**Quoted passage:**

'''

Up and moving in the ICU 

From left to right: PPMC HVICU nurses Dolores Risica, Elizabeth Haemmerle, and Kelsey Quinonez
From left to right: PPMC HVICU nurses Dolores Risica, Elizabeth Haemmerle, and Kelsey Quinonez. 

The timing was just right for Quinonez, who, with fellow HVICU nurses Elizabeth Haemmerle, BSN, RN, CCRN, and Dolores Risica, BSN, RN, CCRN, had recently kicked off a project to get ventilated patients up and moving earlier to improve their outcomes. Studies show that immobility can lead to cardiovascular decline, muscle weakness, decreased cognitive function, and increased risk of delirium. Mobilizing vented patients earlier has shown to improve their outcomes, including reducing their time spent on the ventilator and in the ICU, Quinonez said.

Since this was a new practice in the HVICU, the nurses worked closely with physical therapist Kathryn Siciliano, PT, DPT, occupational therapist Abigail Sossaman, MOT, OTR/L, and their teams, to learn the skills necessary to safely mobilize these complex patients.

The HVICU nursing staff, in partnership with physical and occupational therapists, respiratory therapists, and perfusionists— specialists who manage the ECMO circuit—got to work bringing Iacona out of sedation and getting her moving—while still on the machine.

'''

**Complete the following:**
1. Answer these questions using the text on ICU mobility above:
(a) What four effects of immobility do studies show, according to the text?
(b) Which physical therapist did the nurses work closely with?
(c) What do perfusionists manage?
2. Write a continuation of the text on ICU mobility, starting after its final sentence.

**Data extracts:**
'''

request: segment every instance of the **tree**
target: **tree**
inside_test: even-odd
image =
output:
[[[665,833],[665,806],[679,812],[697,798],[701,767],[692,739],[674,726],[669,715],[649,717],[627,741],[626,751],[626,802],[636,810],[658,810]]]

'''
'''

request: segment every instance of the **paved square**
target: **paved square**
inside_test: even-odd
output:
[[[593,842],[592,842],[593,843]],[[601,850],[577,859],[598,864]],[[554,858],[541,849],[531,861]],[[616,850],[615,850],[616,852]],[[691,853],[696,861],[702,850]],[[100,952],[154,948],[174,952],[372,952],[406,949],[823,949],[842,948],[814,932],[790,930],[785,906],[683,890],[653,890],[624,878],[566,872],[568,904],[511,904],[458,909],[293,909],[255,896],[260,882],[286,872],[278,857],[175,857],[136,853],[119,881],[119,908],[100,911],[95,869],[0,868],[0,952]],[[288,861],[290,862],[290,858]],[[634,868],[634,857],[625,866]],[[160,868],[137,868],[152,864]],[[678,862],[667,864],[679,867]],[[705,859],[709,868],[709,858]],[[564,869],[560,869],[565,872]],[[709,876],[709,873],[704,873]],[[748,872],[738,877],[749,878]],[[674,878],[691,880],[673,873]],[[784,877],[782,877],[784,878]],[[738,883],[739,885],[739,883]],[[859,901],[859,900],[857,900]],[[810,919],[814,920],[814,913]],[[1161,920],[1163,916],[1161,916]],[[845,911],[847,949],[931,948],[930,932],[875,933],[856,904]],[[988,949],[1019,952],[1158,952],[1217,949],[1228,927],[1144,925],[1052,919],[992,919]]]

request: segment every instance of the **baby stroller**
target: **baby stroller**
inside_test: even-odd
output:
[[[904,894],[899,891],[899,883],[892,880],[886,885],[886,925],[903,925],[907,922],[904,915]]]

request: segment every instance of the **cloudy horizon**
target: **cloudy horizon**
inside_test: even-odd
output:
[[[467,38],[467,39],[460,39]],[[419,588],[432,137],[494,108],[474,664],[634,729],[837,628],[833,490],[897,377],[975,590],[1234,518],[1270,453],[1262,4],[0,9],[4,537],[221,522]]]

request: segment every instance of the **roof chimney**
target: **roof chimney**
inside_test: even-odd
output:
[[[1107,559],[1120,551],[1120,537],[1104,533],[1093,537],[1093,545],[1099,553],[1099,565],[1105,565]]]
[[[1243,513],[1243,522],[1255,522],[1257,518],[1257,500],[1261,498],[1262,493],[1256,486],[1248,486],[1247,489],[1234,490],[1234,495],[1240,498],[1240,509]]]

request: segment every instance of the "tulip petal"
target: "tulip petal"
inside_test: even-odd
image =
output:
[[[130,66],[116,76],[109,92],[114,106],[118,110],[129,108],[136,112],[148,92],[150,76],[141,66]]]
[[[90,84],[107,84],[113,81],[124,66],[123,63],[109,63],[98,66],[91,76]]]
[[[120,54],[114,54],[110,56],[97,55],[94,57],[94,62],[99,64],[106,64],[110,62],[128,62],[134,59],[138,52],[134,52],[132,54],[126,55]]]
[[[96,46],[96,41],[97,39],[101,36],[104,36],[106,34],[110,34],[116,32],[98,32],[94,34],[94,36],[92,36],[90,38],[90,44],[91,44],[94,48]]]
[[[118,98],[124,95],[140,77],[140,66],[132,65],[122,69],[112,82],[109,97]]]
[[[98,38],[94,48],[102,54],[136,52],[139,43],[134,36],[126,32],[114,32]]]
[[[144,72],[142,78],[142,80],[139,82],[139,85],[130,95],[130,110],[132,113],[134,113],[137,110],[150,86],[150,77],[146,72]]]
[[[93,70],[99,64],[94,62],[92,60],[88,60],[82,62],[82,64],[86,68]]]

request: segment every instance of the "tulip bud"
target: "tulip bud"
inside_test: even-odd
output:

'''

**Response list:**
1.
(a) Cardiovascular decline, muscle weakness, decreased cognitive function, and increased risk of delirium.
(b) Kathryn Siciliano, PT, DPT.
(c) The ECMO circuit.

2.
At that point, “she was literally not able to lift a finger,” Quinonez said. “That’s how deconditioned she was from laying in a bed for weeks and weeks.”

The team started by lifting her arms and legs, and within a couple of weeks, she was able to sit on the side of the bed with assistance. Just getting her into a seated position took a crew of six people monitoring her vital signs, IV lines, the ventilator, and the ECMO circuit.

They got her on a rehab bike that she could use from her bed, even with ECMO tubes in her legs.

The whole time, Iacona couldn’t speak because she had a breathing tube in her trachea connecting to the ventilator. Her husband Phil and the care team used a chart with letters and common expressions on it for her to communicate, and the nurses put photos of her family on the light above her bed to keep her motivated.

Then, one Friday, Iacona’s ECMO circuit began to fail; a large blood clot had formed in her heart. Usman, along with cardiac and interventional cardiology surgeons, performed an emergency operation to quickly exchange the mechanical circuit. 

That was the first life-saving surgery she underwent that year. In late 2021, she was finally ready to be evaluated for a bilateral lung transplant.

A life-saving transplant 

Christian Bermudez, MD, director of thoracic transplantation at HUP, performed her double lung transplant a few days after Christmas. 

Gutsche, associate chief medical officer of critical care at Penn Medicine, said Iacona was the first patient brought to Presbyterian for lung rescue who bridged to being awake and participating in physical therapy on ECMO, and then to transplant.

Going home

Bri Iacona holding her son Brayson after she returned home in 2022
Bri and Brayson after she returned home in 2022.

In March of 2022, nearly six months after entering the hospital, Iacona got to go home.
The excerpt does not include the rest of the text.